元の文書 |
-=-=-=-=-
サナエモドキ
この名前に懐かしさを覚える人は、60代以上の方々でしょうか。なんともおかしな呼び名です。昭和30年代までの図鑑にはそう記されていましたから。この頃はテレビの「マグマ大使」でも人間モドキなんかが出てきたり、結構ちまたでモドキの名が付いたものが多かったように思います。
ホンサナエという名が一般的になったのはいつごろからでしょうか?そもそもサナエモドキの名について調べてみると、石田省三さんが 1969年に書いた 原色日本昆虫生態図鑑Ⅱトンボ編によると、「最初はオオサナエ(アオサナエのこと)に似たトンボということでオオサナエモドキと名づけられたが、戦後はサナエモドキの名で呼ばれた。しかし朝比奈博士はこれをGomphus 属の摸式種であるG. vulgatissimus に最も近い種であるとの理由でホンサナエと改称された」とあります。朝比奈博士は多分、新昆虫あたりで述べていたのかもしれません。
-=-=-=-=-
データセットから取った記録:

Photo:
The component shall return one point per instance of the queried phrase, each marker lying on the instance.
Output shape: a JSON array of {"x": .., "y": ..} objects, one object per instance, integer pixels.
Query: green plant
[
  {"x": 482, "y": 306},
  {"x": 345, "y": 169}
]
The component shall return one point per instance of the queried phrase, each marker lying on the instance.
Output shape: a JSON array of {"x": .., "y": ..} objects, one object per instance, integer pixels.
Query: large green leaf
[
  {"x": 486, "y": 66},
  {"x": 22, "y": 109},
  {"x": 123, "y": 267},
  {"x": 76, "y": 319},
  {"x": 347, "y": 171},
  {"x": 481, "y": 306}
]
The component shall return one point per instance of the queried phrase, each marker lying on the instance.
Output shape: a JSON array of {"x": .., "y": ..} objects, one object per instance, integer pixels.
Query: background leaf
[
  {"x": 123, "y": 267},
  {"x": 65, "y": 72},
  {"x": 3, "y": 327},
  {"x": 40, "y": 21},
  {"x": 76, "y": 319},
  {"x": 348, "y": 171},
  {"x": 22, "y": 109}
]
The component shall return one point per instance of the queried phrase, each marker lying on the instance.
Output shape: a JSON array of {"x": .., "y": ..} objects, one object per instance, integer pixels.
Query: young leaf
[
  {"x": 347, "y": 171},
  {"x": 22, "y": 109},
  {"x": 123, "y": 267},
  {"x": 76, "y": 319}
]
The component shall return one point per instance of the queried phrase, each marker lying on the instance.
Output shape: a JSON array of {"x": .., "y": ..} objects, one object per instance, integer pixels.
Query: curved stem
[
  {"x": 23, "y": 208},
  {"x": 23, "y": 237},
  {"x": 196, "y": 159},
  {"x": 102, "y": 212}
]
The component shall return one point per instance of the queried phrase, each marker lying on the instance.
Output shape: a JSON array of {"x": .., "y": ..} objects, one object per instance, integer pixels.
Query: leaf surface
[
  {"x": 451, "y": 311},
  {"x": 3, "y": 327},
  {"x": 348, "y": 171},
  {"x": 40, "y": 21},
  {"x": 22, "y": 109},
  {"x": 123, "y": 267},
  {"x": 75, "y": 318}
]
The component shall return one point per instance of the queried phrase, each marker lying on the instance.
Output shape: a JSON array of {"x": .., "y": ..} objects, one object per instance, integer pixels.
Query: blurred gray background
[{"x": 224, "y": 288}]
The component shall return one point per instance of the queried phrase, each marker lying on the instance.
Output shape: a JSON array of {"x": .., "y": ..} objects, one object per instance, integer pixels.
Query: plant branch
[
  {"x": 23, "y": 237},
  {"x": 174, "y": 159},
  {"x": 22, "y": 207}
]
-=-=-=-=-
課題 1 |
サナエモドキの名前についての文章から「なんともおかしな呼び名です。」という一文を英語に訳してください。
課題 2 |
上の一覧から、「leaf」という語を含む行をすべて抜き出してください。

答え 1 |
What a strange name it is.

答え 2 |
Query: large green leaf
Query: background leaf
Query: young leaf
Query: leaf surface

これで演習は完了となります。